Author(s)

Wei Zhang, Emily Hart^*

Affiliation(s)

Department of Electrical Engineering, University of Sydney, New South Wales, Australia.

Corresponding Author

Emily Hart

ABSTRACT

Cold storage systems are essential for ensuring the quality and safety of temperature-sensitive goods across industries such as food, pharmaceuticals, and biotechnology. However, traditional temperature regulation approaches often struggle with delayed fault detection, lack of adaptive response mechanisms, and inefficient energy consumption. As modern supply chains grow increasingly complex, the demand for intelligent, automated cold storage solutions has become more urgent.

This paper proposes a comprehensive data-driven framework for intelligent cold storage monitoring and temperature regulation. By integrating Internet of Things (IoT) sensors, real-time data acquisition, machine learning (ML) algorithms, and predictive control models, the system continuously tracks environmental and equipment metrics. Anomaly detection techniques are used to identify deviations from normal behavior, while reinforcement learning is applied to optimize response strategies in varying operational contexts.

Available data:
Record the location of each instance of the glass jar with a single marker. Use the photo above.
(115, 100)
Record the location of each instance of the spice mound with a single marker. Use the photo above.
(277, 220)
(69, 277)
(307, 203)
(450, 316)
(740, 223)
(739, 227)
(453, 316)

To do:
Copy out the part of the cold storage paper from "Affiliation(s)" to "become more urgent.".

Result of the task:
Affiliation(s)

Department of Electrical Engineering, University of Sydney, New South Wales, Australia.

Corresponding Author

Emily Hart

ABSTRACT

Cold storage systems are essential for ensuring the quality and safety of temperature-sensitive goods across industries such as food, pharmaceuticals, and biotechnology. However, traditional temperature regulation approaches often struggle with delayed fault detection, lack of adaptive response mechanisms, and inefficient energy consumption. As modern supply chains grow increasingly complex, the demand for intelligent, automated cold storage solutions has become more urgent.